* WHAT IS ASKED *
Can you reproduce the records from the line with "If any woman is" to the line with "[670,0,786,142]", both ends included and nothing else, keeping each request line as it is while scaling every bounding box coordinate in the answers by 2.2 and rounding to whole numbers, halves up?

* MATERIALS PROVIDED *
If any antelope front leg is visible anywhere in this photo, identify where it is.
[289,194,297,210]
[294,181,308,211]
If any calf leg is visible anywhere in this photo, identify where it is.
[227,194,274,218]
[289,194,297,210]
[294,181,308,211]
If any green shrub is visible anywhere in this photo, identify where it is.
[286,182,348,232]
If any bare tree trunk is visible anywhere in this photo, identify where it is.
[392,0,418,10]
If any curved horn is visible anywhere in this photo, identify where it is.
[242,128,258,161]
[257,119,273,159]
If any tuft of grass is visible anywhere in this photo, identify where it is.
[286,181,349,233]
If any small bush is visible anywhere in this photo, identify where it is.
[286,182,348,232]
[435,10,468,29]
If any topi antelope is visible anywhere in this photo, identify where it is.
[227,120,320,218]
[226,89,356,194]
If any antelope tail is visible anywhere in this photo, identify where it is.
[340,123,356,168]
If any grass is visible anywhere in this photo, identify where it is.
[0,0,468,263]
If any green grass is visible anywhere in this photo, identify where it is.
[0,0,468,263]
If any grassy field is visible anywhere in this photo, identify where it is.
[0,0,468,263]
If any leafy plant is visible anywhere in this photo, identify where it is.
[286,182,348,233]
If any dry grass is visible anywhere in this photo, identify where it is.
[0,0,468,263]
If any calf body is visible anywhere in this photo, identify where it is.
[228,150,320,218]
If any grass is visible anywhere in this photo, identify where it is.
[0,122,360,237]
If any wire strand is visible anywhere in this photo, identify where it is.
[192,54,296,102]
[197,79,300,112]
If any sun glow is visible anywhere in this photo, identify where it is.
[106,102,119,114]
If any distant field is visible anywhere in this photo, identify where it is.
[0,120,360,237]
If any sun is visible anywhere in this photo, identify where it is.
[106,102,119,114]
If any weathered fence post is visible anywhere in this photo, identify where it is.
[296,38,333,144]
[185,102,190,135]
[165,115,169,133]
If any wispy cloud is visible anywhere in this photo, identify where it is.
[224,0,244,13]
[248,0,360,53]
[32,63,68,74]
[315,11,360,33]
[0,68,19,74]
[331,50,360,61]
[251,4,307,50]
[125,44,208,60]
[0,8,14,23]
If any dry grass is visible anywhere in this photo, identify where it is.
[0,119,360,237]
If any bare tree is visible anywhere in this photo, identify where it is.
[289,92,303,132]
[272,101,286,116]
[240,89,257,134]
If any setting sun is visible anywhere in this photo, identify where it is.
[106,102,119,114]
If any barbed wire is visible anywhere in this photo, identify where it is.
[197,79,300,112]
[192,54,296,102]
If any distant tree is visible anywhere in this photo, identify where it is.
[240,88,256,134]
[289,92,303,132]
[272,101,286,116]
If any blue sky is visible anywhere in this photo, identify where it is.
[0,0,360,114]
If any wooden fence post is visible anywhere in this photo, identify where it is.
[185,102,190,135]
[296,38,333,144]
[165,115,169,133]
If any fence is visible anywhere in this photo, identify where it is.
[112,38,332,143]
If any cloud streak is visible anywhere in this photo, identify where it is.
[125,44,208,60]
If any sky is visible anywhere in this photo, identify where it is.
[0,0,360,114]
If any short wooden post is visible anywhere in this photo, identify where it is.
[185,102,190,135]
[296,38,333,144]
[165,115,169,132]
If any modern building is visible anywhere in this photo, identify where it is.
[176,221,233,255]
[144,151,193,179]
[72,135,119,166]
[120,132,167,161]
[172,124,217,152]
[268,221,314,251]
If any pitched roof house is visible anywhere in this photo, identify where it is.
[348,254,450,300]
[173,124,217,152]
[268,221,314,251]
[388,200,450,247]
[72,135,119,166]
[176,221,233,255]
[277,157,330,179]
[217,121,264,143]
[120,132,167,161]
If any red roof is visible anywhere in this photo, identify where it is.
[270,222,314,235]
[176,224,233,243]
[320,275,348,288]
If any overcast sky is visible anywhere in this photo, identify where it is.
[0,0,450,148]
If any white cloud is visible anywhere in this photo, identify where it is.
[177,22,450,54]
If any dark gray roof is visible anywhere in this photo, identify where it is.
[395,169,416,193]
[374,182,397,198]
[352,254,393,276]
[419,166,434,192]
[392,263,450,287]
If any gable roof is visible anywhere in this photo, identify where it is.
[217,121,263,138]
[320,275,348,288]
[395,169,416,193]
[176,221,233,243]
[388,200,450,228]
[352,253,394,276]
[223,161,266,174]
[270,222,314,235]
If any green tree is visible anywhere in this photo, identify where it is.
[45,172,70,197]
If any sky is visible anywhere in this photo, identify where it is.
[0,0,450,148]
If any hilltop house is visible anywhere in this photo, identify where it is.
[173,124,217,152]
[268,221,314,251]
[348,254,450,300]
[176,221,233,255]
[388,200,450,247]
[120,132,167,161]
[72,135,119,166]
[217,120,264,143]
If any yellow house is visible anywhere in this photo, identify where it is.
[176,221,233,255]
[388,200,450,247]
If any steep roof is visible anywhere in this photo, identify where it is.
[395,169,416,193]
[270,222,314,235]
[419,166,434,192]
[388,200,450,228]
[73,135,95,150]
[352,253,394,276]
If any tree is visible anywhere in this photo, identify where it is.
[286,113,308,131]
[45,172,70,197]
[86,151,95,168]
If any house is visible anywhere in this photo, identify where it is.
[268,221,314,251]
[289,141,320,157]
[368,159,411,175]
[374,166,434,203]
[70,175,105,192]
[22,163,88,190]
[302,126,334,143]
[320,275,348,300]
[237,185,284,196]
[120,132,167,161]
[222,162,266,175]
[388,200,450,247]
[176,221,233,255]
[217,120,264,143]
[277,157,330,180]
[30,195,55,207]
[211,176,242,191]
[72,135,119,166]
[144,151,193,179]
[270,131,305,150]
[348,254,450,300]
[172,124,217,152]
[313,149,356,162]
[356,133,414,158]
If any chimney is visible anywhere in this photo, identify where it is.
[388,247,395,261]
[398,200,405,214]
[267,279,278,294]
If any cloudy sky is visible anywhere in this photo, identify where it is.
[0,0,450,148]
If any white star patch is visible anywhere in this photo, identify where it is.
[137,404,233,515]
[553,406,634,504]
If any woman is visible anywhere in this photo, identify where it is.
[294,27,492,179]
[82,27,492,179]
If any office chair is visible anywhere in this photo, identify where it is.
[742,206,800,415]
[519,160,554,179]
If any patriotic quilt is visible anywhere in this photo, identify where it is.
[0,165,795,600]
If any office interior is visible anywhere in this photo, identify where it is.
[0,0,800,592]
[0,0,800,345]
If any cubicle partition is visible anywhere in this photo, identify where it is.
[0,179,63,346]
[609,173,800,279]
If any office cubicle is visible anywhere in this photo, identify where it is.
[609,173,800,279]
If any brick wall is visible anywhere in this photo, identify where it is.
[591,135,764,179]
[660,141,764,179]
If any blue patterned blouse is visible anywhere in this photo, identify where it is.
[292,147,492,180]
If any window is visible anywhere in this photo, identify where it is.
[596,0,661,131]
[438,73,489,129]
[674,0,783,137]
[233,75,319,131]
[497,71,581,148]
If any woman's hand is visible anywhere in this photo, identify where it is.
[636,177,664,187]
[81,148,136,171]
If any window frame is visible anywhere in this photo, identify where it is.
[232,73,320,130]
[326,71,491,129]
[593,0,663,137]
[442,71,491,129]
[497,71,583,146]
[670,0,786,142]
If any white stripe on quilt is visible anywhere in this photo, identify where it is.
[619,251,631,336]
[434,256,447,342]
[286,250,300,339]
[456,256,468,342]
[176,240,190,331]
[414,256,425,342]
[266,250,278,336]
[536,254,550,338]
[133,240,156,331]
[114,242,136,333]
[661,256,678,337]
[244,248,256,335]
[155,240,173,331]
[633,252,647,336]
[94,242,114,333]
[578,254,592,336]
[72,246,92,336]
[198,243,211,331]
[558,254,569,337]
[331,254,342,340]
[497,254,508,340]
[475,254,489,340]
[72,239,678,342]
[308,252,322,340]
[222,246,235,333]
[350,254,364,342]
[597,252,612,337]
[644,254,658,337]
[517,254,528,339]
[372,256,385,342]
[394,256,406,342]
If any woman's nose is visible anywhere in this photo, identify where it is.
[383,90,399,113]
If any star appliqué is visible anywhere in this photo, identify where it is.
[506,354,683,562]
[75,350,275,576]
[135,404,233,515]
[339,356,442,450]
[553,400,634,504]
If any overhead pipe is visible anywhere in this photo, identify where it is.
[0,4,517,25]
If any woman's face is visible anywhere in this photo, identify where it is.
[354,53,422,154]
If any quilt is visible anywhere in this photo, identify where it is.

* SOLUTION BELOW *
If any woman is visible anywhere in this photo, identify where it is.
[647,59,1082,394]
[180,59,1082,394]
If any office chair is visible anywhere in this photo, identify where it is.
[1632,453,1760,913]
[1142,352,1219,394]
If any patriotic quilt is visible anywhere in this photo, identify where it is.
[0,363,1749,1320]
If any office interior is visible anywhere in this photo, identify where it is.
[0,0,1760,1302]
[0,0,1760,759]
If any cubicle partition is visible anywhere in this photo, identify where it is.
[0,394,139,761]
[1340,381,1760,614]
If any office cubicle is visible anywhere in this photo, identify where it is.
[1340,381,1760,614]
If any brick wall is visible anywhere in this photo, identify where it is.
[1300,297,1681,394]
[1452,310,1681,394]
If any blue patterned blouse is visible anywhere in this photo, identify where it is.
[642,323,1082,396]
If any window is visible anywhere in this photo, identify where it is.
[1311,0,1454,288]
[964,161,1076,284]
[1483,0,1723,301]
[513,165,702,288]
[1093,156,1278,326]
If any woman's hand is visible anywhere in this photo, identify where it is.
[1399,389,1461,411]
[178,326,299,376]
If any window frame is visible anywhere in this photo, identify where it is.
[510,161,704,286]
[717,156,1080,284]
[1305,0,1459,301]
[972,156,1080,284]
[1093,156,1283,321]
[1474,0,1729,312]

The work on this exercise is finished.